» **Document segment**
4. Binary Log and Point-in-Time Recovery¶
4.1 Enabling the Binary Log¶
[mysqld]
# Enable binary logging
log_bin = /var/log/mysql/mysql-bin
binlog_format = ROW # ROW | STATEMENT | MIXED
server_id = 1 # Required; unique across cluster
expire_logs_days = 7 # Auto-purge after 7 days (or:)
binlog_expire_logs_seconds = 604800 # MySQL 8.0 preferred
max_binlog_size = 512M # Rotate when file reaches 512 MB
sync_binlog = 1 # Flush to disk every write (safest)
binlog_row_image = FULL # Log all columns (vs MINIMAL/NOBLOB)
binlog_format | What is logged | Pros | Cons |
|---|---|---|---|
STATEMENT | SQL statement text | Small log size | Non-deterministic functions (NOW(), RAND()) can differ on replica |
ROW | Before/after image of every row | Exact; safe for PITR | Larger log files |
MIXED | STATEMENT normally; ROW for unsafe statements | Balanced | Complex behaviour |
4.2 mysqlbinlog Tool¶
# Show all events in a binlog file
mysqlbinlog /var/log/mysql/mysql-bin.000042
# Filter by time window
mysqlbinlog \
--start-datetime="2025-10-05 09:00:00" \
--stop-datetime="2025-10-05 09:30:00" \
/var/log/mysql/mysql-bin.000042
# Filter by position (from mysqldump --master-data=2 output)

» **Instructions**
a - Can you sum up the section on MySQL binary logging in two sentences?
b - Would you quote the rows about tracing the snowy bank word for word, omitting the pictures?
The section on MySQL binary logging and the rows have nothing to do with each other.

» **Data for processing**
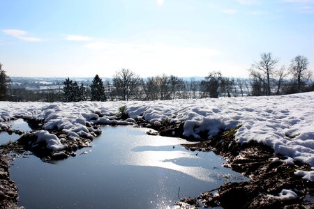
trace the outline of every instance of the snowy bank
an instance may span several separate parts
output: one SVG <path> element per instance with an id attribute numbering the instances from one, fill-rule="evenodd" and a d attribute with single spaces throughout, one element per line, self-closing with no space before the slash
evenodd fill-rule
<path id="1" fill-rule="evenodd" d="M 23 118 L 43 121 L 45 130 L 58 130 L 71 137 L 94 137 L 92 124 L 131 124 L 115 115 L 124 105 L 132 118 L 151 124 L 185 123 L 185 137 L 211 139 L 239 125 L 236 141 L 256 141 L 314 167 L 314 92 L 269 97 L 223 98 L 152 102 L 0 102 L 0 127 Z M 129 122 L 127 122 L 129 121 Z M 306 173 L 313 176 L 313 172 Z M 299 173 L 300 174 L 300 173 Z M 301 175 L 301 174 L 300 174 Z M 305 174 L 304 174 L 305 175 Z M 313 179 L 311 178 L 311 180 Z"/>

» **The replies**
a - The section gives a [mysqld] configuration that enables binary logging, with settings such as ROW format, a required unique server ID, automatic purging after seven days, rotation at 512 MB, and flushing to disk on every write. It compares the STATEMENT, ROW, and MIXED formats, then shows mysqlbinlog commands that display every event in a binlog file or filter them by a time window.

b -
trace the outline of every instance of the snowy bank
an instance may span several separate parts
output: one SVG <path> element per instance with an id attribute numbering the instances from one, fill-rule="evenodd" and a d attribute with single spaces throughout, one element per line, self-closing with no space before the slash
evenodd fill-rule
<path id="1" fill-rule="evenodd" d="M 23 118 L 43 121 L 45 130 L 58 130 L 71 137 L 94 137 L 92 124 L 131 124 L 115 115 L 124 105 L 132 118 L 151 124 L 185 123 L 185 137 L 211 139 L 239 125 L 236 141 L 256 141 L 314 167 L 314 92 L 269 97 L 223 98 L 152 102 L 0 102 L 0 127 Z M 129 122 L 127 122 L 129 121 Z M 306 173 L 313 176 L 313 172 Z M 299 173 L 300 174 L 300 173 Z M 301 175 L 301 174 L 300 174 Z M 305 174 L 304 174 L 305 175 Z M 313 179 L 311 178 L 311 180 Z"/>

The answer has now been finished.